=== Records supplied ===

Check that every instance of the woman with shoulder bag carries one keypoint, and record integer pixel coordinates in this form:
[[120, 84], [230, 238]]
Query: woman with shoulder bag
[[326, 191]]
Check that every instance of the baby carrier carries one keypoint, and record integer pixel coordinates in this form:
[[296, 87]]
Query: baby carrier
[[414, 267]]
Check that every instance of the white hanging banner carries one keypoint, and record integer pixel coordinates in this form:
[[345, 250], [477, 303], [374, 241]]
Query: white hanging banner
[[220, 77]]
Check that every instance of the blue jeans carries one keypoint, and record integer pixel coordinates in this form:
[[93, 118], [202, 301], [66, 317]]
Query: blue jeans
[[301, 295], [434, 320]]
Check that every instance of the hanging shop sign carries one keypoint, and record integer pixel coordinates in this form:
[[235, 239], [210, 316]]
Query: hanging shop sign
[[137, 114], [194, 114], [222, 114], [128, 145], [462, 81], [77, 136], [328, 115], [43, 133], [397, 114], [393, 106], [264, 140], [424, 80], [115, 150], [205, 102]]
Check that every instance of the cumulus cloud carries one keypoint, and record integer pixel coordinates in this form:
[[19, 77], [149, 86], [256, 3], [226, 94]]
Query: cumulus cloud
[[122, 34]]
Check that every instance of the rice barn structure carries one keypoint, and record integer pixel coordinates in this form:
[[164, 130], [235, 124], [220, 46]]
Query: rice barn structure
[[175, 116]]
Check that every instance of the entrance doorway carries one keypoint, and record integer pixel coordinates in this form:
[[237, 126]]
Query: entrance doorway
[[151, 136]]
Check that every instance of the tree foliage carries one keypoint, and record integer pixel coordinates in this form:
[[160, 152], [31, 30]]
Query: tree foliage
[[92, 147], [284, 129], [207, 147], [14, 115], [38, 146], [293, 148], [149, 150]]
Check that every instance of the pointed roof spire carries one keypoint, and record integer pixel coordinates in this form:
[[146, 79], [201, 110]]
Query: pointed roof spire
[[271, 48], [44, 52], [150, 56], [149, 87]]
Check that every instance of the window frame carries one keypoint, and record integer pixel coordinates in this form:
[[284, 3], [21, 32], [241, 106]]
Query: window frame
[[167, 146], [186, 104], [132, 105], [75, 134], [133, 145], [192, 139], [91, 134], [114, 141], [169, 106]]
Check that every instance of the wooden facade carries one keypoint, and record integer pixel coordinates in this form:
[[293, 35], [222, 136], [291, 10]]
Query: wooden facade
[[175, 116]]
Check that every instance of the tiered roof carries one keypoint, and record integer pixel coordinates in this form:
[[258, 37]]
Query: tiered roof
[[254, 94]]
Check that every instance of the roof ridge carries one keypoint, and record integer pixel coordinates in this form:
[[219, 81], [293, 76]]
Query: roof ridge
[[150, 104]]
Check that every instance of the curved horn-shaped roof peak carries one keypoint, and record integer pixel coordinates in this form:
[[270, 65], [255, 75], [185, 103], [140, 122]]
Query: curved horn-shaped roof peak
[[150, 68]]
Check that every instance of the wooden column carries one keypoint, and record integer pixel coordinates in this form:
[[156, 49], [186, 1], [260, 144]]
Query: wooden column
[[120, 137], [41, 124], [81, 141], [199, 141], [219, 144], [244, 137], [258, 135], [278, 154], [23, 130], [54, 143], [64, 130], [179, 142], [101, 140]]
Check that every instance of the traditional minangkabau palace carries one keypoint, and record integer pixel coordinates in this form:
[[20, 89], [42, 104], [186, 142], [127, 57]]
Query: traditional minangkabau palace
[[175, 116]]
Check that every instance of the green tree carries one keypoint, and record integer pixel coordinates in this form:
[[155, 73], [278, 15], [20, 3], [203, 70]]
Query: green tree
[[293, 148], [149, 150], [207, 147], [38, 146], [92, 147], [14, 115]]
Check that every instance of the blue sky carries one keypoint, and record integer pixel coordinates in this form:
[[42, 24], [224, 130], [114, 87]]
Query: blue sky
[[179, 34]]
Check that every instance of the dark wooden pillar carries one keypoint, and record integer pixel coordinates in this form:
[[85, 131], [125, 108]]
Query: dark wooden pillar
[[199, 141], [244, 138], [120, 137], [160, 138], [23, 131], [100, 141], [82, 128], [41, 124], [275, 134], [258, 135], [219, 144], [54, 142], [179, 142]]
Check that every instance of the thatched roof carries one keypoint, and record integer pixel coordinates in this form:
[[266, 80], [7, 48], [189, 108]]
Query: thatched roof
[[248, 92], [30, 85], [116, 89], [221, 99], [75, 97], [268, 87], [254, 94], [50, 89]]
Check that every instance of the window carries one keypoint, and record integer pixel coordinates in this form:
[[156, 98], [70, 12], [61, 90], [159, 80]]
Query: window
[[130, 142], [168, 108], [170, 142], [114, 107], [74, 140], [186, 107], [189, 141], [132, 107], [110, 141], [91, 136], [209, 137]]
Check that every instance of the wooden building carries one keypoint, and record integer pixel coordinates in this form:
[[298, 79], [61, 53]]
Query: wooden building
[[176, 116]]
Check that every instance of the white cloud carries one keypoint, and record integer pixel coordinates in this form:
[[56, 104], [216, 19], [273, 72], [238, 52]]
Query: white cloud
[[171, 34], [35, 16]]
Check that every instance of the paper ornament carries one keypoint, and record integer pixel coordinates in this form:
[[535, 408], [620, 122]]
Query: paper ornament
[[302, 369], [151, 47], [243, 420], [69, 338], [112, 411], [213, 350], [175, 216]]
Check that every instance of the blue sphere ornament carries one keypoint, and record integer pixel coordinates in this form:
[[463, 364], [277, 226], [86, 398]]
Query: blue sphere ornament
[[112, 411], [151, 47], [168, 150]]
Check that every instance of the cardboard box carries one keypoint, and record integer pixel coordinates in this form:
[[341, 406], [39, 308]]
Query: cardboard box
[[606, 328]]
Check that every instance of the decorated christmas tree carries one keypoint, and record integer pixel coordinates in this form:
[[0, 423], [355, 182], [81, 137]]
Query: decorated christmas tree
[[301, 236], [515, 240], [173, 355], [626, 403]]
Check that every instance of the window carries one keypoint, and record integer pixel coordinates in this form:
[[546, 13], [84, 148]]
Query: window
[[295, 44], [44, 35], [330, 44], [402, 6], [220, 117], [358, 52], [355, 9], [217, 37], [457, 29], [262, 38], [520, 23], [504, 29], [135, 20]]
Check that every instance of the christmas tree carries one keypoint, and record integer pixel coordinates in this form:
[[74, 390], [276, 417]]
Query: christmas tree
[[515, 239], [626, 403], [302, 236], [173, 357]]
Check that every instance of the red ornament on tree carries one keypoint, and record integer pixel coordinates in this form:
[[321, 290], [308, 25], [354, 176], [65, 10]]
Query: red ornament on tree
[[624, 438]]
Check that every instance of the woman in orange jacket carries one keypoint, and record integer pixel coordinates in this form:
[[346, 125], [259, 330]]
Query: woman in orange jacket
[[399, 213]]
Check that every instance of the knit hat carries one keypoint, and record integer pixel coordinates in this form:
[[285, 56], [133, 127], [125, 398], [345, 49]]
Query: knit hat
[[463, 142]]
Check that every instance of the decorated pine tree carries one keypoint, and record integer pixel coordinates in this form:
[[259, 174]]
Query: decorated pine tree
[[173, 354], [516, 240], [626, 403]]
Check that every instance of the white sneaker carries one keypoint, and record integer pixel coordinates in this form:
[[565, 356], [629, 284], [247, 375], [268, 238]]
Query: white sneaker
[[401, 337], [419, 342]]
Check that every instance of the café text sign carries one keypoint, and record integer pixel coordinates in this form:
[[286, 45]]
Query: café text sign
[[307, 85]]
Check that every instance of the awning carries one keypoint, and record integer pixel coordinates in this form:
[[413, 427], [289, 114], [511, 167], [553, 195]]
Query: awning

===

Problem to solve: Beginning with the line that has "Check that every instance of the pointed" and ending with the line that has "Check that every instance of the roof", set down the lines above exactly and include no others.

Answer section:
Check that every instance of the pointed roof spire carries one keypoint, and record integer pixel coordinates in this form:
[[146, 79], [201, 110]]
Query: pointed roof spire
[[271, 48], [44, 52], [150, 56], [149, 87]]
Check that every instance of the window frame carries one keypoint, and record integer pixel coordinates in this form:
[[284, 3], [21, 32], [241, 106]]
Query: window frame
[[167, 146], [186, 104], [132, 105], [75, 134], [133, 145], [192, 139], [91, 134], [114, 141], [169, 106]]
Check that every instance of the wooden facade carries one keypoint, and record integer pixel coordinates in this form:
[[293, 35], [222, 136], [291, 10]]
Query: wooden facade
[[175, 116]]
Check that every instance of the tiered roof carries one keypoint, and record integer pixel coordinates in this form:
[[258, 37]]
Query: tiered roof
[[254, 94]]
Check that every instance of the roof ridge carries one keypoint, and record integer pixel coordinates in this form:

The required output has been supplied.